Excerpts of pointing data ::
======

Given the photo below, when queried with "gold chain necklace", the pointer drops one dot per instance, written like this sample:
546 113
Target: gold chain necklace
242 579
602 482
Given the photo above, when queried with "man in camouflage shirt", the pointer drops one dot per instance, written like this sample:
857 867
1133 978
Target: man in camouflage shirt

======

Given task :: Please render the material as a Markdown table, starting at the line that contains "Given the photo above, when" and ending at the end of the material, with a Row column numbering each line and a Line column holding its text. Leave out blank lines.

Task output ::
| Row | Line |
|---|---|
| 1 | Given the photo above, when queried with "man in camouflage shirt", the pointer drops one dot per instance, written like this sample: |
| 2 | 857 867 |
| 3 | 1133 978 |
| 4 | Target: man in camouflage shirt |